▸ Recorded information:
━━━━━━━━━━━━━━━━━━━━

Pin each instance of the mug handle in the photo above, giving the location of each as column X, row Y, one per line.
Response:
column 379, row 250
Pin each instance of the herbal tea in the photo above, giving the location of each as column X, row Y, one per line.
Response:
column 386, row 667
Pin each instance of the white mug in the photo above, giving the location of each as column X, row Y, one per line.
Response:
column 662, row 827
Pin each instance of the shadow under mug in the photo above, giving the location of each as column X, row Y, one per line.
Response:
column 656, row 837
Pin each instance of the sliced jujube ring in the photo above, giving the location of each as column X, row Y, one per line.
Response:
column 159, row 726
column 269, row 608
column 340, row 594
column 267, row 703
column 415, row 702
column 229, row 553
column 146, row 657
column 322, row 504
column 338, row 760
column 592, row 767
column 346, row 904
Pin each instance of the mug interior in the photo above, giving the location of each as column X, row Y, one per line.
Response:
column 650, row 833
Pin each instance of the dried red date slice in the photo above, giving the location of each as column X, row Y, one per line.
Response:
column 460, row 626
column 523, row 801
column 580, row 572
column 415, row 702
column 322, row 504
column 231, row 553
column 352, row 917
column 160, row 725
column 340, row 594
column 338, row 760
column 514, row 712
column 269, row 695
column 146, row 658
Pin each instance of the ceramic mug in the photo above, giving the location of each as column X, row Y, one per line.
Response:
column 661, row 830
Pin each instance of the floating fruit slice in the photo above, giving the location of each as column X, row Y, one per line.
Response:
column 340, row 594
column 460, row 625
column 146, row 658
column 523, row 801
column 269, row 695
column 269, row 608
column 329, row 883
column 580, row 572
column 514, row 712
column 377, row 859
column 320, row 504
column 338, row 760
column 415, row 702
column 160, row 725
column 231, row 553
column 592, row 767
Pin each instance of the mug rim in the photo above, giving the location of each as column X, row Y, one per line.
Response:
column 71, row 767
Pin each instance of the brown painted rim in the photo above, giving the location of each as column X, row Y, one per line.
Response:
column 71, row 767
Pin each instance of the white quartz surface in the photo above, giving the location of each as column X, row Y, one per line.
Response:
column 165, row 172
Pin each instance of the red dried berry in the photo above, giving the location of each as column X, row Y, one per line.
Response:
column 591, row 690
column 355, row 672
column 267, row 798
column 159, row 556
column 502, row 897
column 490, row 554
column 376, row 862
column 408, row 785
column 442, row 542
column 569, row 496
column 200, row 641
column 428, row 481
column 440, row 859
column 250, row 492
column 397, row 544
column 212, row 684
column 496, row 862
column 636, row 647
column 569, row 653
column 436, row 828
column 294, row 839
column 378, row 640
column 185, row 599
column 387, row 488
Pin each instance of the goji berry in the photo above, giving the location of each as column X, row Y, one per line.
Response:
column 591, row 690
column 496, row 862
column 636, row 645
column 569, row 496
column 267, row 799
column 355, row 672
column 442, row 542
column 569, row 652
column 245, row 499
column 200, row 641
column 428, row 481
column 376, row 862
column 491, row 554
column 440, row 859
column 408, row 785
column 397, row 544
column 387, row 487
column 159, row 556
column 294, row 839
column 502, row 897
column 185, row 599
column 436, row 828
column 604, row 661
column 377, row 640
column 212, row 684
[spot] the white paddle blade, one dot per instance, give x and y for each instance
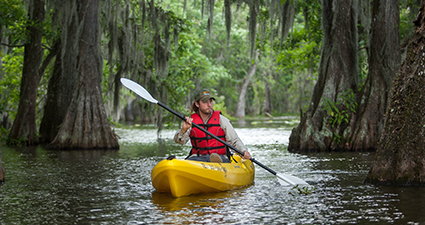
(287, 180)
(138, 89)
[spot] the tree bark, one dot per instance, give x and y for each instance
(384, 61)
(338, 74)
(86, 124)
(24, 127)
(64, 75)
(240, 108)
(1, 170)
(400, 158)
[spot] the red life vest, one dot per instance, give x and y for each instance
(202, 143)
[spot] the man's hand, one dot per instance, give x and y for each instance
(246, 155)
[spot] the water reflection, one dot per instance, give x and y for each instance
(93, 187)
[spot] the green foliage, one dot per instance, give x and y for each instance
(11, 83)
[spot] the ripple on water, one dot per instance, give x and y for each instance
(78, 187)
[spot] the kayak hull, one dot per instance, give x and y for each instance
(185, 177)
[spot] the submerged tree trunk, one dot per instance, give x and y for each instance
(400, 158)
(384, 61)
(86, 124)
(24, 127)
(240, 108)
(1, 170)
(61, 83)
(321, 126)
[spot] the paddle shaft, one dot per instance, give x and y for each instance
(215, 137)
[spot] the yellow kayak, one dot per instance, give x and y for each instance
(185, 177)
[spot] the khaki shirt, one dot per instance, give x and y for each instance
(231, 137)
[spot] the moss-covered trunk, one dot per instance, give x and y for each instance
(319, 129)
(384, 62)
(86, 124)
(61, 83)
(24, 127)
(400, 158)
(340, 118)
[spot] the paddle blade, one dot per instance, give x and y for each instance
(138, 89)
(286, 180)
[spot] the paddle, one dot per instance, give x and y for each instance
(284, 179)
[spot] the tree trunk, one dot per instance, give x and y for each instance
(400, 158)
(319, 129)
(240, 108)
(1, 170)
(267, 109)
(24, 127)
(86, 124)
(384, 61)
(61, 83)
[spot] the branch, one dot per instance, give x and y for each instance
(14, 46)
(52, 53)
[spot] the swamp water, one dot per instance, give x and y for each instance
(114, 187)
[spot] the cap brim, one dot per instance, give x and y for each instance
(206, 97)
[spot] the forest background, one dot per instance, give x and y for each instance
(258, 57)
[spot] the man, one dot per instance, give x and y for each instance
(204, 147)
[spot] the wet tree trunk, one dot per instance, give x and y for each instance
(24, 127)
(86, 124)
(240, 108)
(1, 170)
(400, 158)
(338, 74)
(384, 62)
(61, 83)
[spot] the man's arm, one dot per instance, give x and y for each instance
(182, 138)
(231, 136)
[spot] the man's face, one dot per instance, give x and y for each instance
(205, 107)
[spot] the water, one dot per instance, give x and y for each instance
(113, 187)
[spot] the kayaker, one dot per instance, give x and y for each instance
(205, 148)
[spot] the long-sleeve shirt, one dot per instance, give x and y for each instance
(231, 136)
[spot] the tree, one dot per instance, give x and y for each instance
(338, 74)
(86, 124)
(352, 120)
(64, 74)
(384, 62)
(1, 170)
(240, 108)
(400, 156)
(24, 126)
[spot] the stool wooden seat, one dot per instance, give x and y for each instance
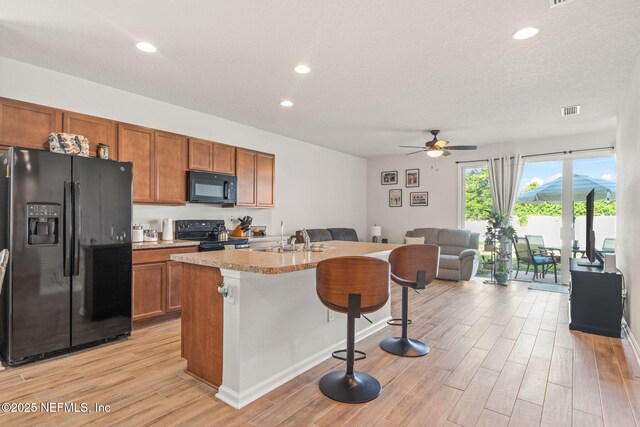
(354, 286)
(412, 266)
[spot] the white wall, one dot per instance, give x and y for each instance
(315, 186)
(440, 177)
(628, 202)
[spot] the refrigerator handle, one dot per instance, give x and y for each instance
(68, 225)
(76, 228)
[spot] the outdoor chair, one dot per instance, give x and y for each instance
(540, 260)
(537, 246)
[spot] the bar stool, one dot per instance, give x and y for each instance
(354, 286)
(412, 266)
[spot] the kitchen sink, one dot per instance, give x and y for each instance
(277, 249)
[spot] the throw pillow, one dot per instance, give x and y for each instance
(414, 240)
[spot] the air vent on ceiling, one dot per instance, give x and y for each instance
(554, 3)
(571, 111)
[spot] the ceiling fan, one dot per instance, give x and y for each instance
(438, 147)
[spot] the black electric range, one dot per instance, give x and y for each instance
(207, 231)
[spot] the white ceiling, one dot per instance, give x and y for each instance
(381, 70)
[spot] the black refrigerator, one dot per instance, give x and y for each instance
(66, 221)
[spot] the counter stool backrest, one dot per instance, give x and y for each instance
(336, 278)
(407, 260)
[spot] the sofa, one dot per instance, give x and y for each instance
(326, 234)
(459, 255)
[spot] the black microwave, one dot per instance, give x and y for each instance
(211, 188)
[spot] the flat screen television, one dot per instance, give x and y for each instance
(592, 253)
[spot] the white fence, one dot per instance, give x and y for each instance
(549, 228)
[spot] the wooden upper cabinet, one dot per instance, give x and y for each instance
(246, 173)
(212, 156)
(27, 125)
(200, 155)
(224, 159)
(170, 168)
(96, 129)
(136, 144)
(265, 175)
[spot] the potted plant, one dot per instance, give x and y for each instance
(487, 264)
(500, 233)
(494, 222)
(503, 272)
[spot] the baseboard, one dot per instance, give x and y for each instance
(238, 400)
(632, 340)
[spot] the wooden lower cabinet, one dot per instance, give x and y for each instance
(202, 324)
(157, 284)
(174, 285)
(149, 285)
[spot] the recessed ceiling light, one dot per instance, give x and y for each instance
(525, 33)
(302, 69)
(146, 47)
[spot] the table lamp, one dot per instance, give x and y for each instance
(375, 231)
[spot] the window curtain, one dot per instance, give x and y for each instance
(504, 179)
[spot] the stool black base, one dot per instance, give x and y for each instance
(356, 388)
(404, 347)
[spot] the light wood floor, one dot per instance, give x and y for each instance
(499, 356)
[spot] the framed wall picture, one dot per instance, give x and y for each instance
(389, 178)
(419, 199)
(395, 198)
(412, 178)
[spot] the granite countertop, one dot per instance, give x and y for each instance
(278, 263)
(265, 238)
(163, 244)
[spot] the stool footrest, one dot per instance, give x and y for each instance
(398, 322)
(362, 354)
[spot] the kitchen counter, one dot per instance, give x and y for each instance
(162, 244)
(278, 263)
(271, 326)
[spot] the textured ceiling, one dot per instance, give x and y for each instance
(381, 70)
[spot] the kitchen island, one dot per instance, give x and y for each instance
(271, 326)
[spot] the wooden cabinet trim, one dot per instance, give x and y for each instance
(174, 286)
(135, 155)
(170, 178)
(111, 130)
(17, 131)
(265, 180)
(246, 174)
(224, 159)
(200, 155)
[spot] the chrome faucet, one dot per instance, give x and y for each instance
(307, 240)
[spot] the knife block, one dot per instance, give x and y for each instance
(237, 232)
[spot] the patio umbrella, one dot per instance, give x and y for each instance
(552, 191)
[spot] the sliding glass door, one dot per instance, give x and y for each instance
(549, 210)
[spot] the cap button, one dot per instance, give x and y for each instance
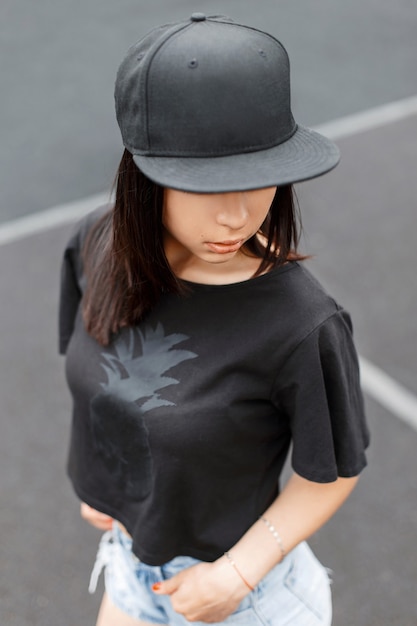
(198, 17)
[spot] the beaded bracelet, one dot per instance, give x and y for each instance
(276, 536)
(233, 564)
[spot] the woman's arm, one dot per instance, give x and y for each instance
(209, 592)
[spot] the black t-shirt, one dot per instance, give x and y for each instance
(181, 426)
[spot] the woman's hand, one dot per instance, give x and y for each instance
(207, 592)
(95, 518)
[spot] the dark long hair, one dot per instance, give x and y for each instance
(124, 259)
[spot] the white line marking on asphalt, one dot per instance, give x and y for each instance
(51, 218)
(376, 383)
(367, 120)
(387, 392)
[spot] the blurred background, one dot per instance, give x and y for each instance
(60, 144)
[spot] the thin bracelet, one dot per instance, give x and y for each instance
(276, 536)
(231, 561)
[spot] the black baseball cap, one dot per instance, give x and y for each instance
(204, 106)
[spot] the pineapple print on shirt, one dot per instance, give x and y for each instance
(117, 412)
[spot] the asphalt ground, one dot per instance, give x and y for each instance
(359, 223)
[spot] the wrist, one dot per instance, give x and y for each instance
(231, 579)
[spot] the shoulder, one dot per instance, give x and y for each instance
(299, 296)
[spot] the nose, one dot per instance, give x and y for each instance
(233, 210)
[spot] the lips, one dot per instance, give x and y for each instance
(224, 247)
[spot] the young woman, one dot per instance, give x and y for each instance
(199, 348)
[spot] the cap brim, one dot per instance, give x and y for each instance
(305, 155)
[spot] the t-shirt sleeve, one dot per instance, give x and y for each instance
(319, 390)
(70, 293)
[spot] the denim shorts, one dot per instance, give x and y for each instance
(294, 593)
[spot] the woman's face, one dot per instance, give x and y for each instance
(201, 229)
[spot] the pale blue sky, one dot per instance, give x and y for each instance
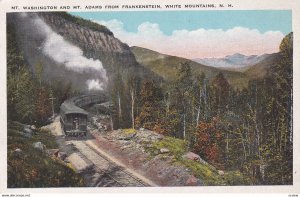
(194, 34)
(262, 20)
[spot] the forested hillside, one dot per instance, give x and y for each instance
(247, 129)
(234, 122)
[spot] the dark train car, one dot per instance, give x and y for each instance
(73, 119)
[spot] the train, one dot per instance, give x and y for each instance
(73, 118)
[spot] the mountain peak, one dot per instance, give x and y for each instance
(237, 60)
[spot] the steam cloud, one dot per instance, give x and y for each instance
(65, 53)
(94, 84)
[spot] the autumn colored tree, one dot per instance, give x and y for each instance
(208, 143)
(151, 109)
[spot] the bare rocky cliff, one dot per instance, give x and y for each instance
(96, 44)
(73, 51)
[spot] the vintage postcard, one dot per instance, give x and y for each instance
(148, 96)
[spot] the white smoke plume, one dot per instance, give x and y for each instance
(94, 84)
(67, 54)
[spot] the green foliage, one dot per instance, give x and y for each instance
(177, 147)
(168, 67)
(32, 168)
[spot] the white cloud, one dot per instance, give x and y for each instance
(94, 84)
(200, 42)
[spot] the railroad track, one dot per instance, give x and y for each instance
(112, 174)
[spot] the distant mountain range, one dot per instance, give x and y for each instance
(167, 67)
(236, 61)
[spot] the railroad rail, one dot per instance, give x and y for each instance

━━━━━━━━━━━━━━━━━━━━

▸ Task prompt: Read through the entries above and copy each line that has the string "dried" in it.

▸ Answer to the problem:
Pin each instance of the dried red date slice in the photo above, giving the location of each as column X, row Y, one per line.
Pin each instance of the red dried berry in the photo above, giving the location of each as column X, row Y, one per line.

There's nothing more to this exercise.